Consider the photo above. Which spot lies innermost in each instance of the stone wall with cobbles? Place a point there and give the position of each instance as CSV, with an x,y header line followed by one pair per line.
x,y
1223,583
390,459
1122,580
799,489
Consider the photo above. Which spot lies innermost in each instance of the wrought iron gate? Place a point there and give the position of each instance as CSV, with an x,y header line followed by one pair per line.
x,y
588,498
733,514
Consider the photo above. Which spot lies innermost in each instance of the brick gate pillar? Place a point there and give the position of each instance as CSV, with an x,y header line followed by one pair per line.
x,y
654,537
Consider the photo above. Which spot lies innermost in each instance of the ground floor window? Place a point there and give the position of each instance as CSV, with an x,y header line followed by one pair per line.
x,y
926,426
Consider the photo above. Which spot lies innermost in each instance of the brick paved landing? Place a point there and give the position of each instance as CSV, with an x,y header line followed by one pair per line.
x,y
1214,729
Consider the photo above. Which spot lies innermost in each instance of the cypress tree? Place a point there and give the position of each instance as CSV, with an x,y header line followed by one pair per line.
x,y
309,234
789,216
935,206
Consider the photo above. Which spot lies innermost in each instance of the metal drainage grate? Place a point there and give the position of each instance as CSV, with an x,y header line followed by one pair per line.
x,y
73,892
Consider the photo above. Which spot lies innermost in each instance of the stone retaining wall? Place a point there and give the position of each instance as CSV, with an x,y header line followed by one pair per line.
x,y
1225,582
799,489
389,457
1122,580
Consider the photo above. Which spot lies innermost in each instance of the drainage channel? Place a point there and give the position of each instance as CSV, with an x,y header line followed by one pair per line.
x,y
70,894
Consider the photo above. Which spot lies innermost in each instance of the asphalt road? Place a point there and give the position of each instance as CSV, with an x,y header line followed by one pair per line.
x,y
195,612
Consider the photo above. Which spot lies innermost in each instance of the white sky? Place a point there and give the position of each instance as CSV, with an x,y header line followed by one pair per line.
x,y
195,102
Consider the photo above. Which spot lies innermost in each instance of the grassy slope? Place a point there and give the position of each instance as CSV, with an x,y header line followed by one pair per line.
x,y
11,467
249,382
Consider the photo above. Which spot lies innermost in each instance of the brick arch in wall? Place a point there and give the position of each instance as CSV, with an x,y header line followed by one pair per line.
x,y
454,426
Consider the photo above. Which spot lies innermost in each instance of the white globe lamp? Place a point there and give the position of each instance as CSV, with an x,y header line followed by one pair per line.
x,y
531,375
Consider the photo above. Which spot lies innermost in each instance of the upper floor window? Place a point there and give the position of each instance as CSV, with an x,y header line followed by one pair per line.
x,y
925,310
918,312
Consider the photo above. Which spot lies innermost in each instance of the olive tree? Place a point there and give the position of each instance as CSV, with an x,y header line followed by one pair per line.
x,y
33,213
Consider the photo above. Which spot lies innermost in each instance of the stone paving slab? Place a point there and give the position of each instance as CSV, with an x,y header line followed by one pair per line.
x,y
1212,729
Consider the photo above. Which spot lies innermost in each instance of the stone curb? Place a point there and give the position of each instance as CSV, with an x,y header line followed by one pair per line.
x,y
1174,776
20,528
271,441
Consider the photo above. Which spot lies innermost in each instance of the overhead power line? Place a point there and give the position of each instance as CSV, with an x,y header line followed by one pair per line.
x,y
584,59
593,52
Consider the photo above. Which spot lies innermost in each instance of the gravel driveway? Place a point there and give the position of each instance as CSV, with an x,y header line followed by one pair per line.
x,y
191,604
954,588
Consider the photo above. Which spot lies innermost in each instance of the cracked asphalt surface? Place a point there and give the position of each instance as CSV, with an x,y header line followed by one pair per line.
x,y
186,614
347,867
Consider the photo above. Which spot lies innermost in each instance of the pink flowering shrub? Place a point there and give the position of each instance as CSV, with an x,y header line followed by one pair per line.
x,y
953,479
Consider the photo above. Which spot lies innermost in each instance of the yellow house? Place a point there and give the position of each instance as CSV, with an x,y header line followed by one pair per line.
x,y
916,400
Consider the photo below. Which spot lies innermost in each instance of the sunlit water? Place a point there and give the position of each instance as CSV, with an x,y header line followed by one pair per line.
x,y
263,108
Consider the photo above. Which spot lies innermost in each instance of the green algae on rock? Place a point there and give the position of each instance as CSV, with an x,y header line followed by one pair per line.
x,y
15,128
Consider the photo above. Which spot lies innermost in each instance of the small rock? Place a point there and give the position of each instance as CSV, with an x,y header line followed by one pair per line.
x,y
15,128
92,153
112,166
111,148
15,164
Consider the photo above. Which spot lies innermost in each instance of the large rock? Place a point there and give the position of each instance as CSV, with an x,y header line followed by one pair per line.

> **Your goal**: The full data must appear again, retyped in every detail.

> **Task output**:
Consider the photo above. Which spot lies innermost in each instance of the stone wall with cobbles? Place a point there and give the position of each instance as CSV, with an x,y header line followed by one pair per line.
x,y
1223,583
390,459
1122,580
799,489
Consider the photo above. Which spot lies innermost in each instance of the wrought iron gate? Place a point there and give the position of each instance as CSV, with an x,y header line followed by one pair per line.
x,y
588,498
733,514
Consider the photo above. Which spot lies innermost in each instance of the brick gate pillar? Place a point there and give the position of each instance as CSV, with an x,y header line followed by one pair per line.
x,y
654,537
Consider the photo above. Which spot lies innermost in each instance of the ground floor window? Place a point there and give the position of each instance as CSV, with an x,y header line followed by one pair per line.
x,y
926,426
Consider the photo above. Which spot lies innermost in each instance of the brick paved landing? Place a point there and give the position of each instance as CSV, with an x,y header line followed by one pair per line.
x,y
1214,729
Consider the photo above. Which spot lies innermost in each instance of the cypress tree? Place a point there and give the position of each instance as CSV, with an x,y header line followed by one pair per line.
x,y
309,234
789,216
935,206
Consider the photo above. Which spot lies innermost in each instance of the metal drainage grate? Place a point there and give the position of each instance as CSV, with an x,y header line followed by one pair per line.
x,y
73,892
Consider the photo above. Which spot lies innermost in each instance of the stone retaining wall? Place a point there and give the position of each instance as CSV, with an x,y header line followed by one pair per line.
x,y
1225,582
799,489
389,457
1122,580
Consider the photo above. Which spot lies innermost in each instance of the drainage channel? Place a point there and give the position of each instance as CSV, with an x,y header line followed by one pair per line.
x,y
70,894
Consider the photo above. Which spot lies innermost in each instance of the asphalt road? Place a point there and give the position of each instance as CSV, with an x,y header line followed by one pair per line.
x,y
195,612
Consider the photo above. Which spot lies innermost in each instance of the white sky? Place a point there and give the position of each instance as CSV, with an x,y header line followed by one pair per line.
x,y
195,102
Consider the photo above. Which spot lies innermost in each instance of the grassy slope? Place a point there and give the position of each instance as CSV, with an x,y header line followed by one pair per line.
x,y
11,467
249,382
Consider the photo above. Which spot lies innermost in each instance of the brick arch in wall? Place a point there and give the position of each instance as CSV, with an x,y header line followed by one pair per line.
x,y
454,426
Consider the photo above. Which spot lies innermost in each instance of the white globe lamp? Place a point there and give the position of each instance as CSV, with an x,y header line followed by one pair per line.
x,y
531,375
Consider the photo above. Which spot lies innermost in each instance of the upper floor window? Place a point there and give the position of each instance as CSV, with an x,y header line followed by one pair per line.
x,y
925,310
918,312
Consider the photo above. Which spot lies innermost in each instance of the olive tree? Place a point there and give the position of each instance as CSV, with an x,y header line followed by one pair per line.
x,y
33,213
Consider the photo above. Which spot lies innermost in each instance of the stone paving slab? Place a point there and give the position of each instance as CSV, with an x,y header line followed by one pair per line.
x,y
1212,729
Consider the photo above. Which spot lies innermost in each instance of the stone curb? Place a point there and give the position of each instance as CSV, with an x,y header line followed by one pair per line.
x,y
1174,776
20,528
271,441
Consider the photo above. Which spot lies innermost in each instance of the overhead power line? Place a point there and give the position of each instance as CSV, with an x,y header line followed by one pair per line.
x,y
584,59
593,52
Consider the photo above. Which spot lies innermost in each instance of the gravel driveway? Place a point there and give the position of each instance as CSV, with an x,y header line followed by one pair per line.
x,y
191,604
954,588
Consider the photo above. Which spot lies innermost in each instance of the cracked asphalt surface? Place a point there and give the position of each instance as CSV, with an x,y header line followed by one pair per line.
x,y
186,614
347,867
Consider the photo above. Which spot lies innermost in each instance of the pink flowering shrub? Place a point there and give the position of each instance as CSV, with an x,y header line followed by one pair per line.
x,y
953,479
Consider the photo above. Which spot lies innermost in each instance of the yellow house? Place a point there and give the position of each instance as CSV, with an x,y header line followed by one pair per line.
x,y
916,400
Consider the photo below. Which spot lies innermost in each instance of the sunlit water? Place a point there and give the position of each instance as CSV, with an x,y header line followed by one pair per line.
x,y
263,108
Consider the photo above. Which spot lies innermost in each instance of the green algae on rock? Place a point there and give the position of each instance as CSV, with an x,y header line followed by one pair per line.
x,y
15,128
Consider the photo above. Which spot lies innermost in each instance of the small rock? Place a point there and give the position of each instance as CSV, with an x,y header line followed by one pair per line.
x,y
15,128
92,153
112,166
111,148
15,164
Consider the photo above. Which spot lies innermost in each instance of the large rock? Place a point there and give the position of each instance as CSV, with an x,y header line followed by one pair per line.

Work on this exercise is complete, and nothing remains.